Task ▸
In every record, swap "tight rectangular box" for "snug bounding box" and rewrite the records with nothing else changed.

··· Provided information

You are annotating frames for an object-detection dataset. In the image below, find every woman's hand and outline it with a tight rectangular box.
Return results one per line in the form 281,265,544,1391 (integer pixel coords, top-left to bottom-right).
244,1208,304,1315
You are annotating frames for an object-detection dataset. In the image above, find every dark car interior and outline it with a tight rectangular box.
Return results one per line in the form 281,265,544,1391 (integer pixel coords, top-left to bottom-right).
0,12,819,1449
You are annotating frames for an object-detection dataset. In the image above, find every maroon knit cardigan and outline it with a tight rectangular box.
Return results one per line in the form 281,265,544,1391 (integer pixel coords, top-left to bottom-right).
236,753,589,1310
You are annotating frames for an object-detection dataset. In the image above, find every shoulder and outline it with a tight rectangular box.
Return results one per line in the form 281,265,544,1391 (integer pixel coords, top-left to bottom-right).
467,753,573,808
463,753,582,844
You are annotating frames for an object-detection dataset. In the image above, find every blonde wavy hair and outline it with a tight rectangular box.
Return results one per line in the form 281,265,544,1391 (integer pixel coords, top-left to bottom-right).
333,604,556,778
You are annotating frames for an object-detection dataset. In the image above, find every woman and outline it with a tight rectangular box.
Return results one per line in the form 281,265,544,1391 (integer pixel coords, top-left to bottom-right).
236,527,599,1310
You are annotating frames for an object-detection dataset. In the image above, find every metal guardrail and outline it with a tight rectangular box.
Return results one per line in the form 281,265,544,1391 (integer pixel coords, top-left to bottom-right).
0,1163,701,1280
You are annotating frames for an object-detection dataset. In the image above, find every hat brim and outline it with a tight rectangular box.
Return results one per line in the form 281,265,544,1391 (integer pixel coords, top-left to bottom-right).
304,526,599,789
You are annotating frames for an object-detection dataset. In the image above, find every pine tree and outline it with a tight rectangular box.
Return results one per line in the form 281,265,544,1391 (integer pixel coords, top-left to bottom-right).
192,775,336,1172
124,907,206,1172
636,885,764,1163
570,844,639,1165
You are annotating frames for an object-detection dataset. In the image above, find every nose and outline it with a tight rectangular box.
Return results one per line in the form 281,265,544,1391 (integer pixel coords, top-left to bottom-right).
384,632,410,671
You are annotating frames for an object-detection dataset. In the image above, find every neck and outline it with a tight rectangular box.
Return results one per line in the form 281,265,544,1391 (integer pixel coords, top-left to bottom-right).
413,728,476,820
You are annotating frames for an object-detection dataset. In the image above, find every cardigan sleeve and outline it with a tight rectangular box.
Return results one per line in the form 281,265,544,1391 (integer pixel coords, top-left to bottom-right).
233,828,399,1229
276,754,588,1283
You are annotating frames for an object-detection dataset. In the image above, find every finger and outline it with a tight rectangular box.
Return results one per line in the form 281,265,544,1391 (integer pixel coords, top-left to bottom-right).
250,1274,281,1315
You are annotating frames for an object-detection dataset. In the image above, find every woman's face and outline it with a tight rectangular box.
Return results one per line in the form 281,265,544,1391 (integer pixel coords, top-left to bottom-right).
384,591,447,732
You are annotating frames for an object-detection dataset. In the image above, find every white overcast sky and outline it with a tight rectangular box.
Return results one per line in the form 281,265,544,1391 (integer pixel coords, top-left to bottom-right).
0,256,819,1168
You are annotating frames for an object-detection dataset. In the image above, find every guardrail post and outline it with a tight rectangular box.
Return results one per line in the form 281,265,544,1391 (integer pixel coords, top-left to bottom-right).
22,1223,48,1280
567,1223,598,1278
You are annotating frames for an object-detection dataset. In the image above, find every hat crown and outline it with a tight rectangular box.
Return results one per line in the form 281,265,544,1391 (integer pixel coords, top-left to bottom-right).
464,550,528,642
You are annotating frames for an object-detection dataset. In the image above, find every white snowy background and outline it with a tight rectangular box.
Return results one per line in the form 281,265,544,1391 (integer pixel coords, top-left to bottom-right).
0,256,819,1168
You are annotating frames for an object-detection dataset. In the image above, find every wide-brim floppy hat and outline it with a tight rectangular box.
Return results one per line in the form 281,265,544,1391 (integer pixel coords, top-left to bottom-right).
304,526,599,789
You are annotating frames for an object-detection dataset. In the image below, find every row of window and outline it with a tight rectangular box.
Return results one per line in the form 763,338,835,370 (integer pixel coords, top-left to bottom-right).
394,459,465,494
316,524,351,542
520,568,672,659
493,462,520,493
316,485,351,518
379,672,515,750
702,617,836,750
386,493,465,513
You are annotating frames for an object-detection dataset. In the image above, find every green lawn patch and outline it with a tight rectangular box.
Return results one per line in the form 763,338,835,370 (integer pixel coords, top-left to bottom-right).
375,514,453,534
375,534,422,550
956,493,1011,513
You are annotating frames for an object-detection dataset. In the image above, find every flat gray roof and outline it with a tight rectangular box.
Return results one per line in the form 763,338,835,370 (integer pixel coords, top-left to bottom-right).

······

Result of this exercise ▸
You are annotating frames for an object-detection dataset. In the image below, find every woman's hand and outline it with a snug bounding box.
Return results one per line in the form 281,265,544,1391 (integer pixel coords, top-left to bottom-right).
244,1208,304,1315
You are annotating frames for an object-detection dataset. In the image above, find every dark car interior and outline it with a snug bounding box.
Return results one per line in the form 281,265,544,1391 (integer pixel coords, top-left to bottom-right).
0,12,819,1449
You are annotating frames for an object-detection dataset. In the image above, find every maroon knit cardigan and outline it with a snug bounding box.
Return results one per line in the form 281,265,544,1391 (integer pixel coords, top-left to bottom-right).
236,753,589,1310
You are annotating frames for an object-detection dataset. In the image above, find every shoulder and outline it with a snug bounding box.
Return results one per line in the form 281,265,544,1391 (integer pixel coords, top-left to bottom-right).
467,753,573,808
463,753,582,844
You are annotating frames for an object-detection dataset. In the image above, find every blonde wavy hair and outline it with a snug bounding box.
Return results one per line in the form 281,265,544,1391 (integer pixel coords, top-left to bottom-right).
333,604,556,778
You are annotating frames for an object-detection dataset. In the image above, find every woman and outline it with a snug bounding box.
Return results one per line in the form 281,265,544,1391 (integer pixel coords, top-left to bottom-right).
236,527,599,1310
You are annotating frames for an object-detection dataset. In the image above, find every metal guardrail and outline it with a snug bounding box.
Return results one per line in the form 281,265,544,1391 (integer pixel coords, top-left to bottom-right).
0,1163,701,1280
You are annotating frames for an object-detection dataset. In the image above, find every hat brim and outline it with a snug bounding box.
Return results one per line in the form 281,265,544,1391 (integer pixel coords, top-left to bottom-right).
304,526,599,789
You are annotating frames for an object-detection dataset. In the image above, find every pine tree and outline it with a snug bounding box.
Return results one per line in the form 281,265,544,1391 (integer pixel coords, top-left to bottom-right).
192,775,336,1172
124,907,206,1172
636,885,764,1163
570,844,639,1165
You are annotating frames for an object-detection dataset. In the image above, find every nose and outline it with a snug bounding box.
Return results one per line in the form 281,265,544,1391 (integer pixel coords, top-left to bottom-right).
384,632,410,671
You are annotating frames for an object-detection dataset. In the image above, find every neck and outline it with a snug bounding box.
Return results one per line in the form 281,265,544,1391 (integer pixel coords, top-left to bottom-right).
413,728,476,820
You are annotating frames for an object-detection dataset. In the image above, find every cardigan sleeve and outline it with a snug bounding box.
Return results one per line in the form 281,265,544,1391 (integer pixel coords, top-left to bottom-right).
233,828,399,1229
276,754,588,1283
You are annotating frames for an object-detection dataset. In the image above, find every finger and outline it with a snug bounding box.
Return results one per line in the form 281,265,544,1391 (integer pixel coords, top-left to bottom-right).
250,1274,281,1315
You are annotating frames for an object-detection dataset. In the image above, find every woman's face and outline it with a snug bounding box.
Return results one per line in the form 281,265,544,1391 (integer pixel coords, top-left to bottom-right).
384,591,447,732
You are annotating frames for an object-detection dataset. In the image above, find every white overcast sky and outline it with a snug bounding box.
Return results one per line in the form 281,265,544,1391 (integer pixel coords, top-left to bottom-right).
0,256,819,1168
You are annotating frames for an object-detection dataset. In the image above, find every guardrail post and outline it with a snug bounding box.
Return results one per line in the form 281,265,544,1391 (integer pixel coords, top-left to bottom-right).
22,1223,48,1280
567,1223,598,1278
You are annotating frames for an object-detection dataset. In the image above, find every hat crown and outline it with a snug bounding box.
Return results one per line in the form 281,265,544,1391 (integer pixel coords, top-left to bottom-right).
464,550,528,642
You are annotating frames for an object-detection dataset. In the image above, find every white snowy background and outline it with a snug bounding box.
Return results one per line in the form 281,265,544,1391 (integer pixel coords, top-left to bottom-right).
0,256,819,1168
You are annotating frames for an object-detection dataset. In the image above, find every wide-brim floppy hat and outline it with a snug bounding box.
Return results one per line in the form 281,265,544,1391 (integer pixel coords, top-left to bottom-right).
304,526,599,789
You are annotating frames for an object-detection dataset. In the image below, find every row of window and outline it with a snug bounding box.
Return results one per line in the form 763,338,835,370 (integer pixel coords, top-left to bottom-right).
394,459,465,494
316,524,351,542
520,568,672,659
493,462,520,493
316,485,351,518
379,672,515,750
702,617,836,750
386,493,465,513
You are annotating frames for an object-detection dataset. In the image above, find every green lawn patch and outline it with a snug bounding box.
Return results one per line in the form 763,338,835,370 (integer pixel coords, top-left to bottom-right).
375,514,453,534
375,534,422,550
956,493,1011,513
You are annotating frames for an object-detection dataset. In the image above, find every flat gray roof and outline it with a snug bounding box.
Return results one per line in the form 763,338,835,370 (integer pixel coords, top-left to bottom-right).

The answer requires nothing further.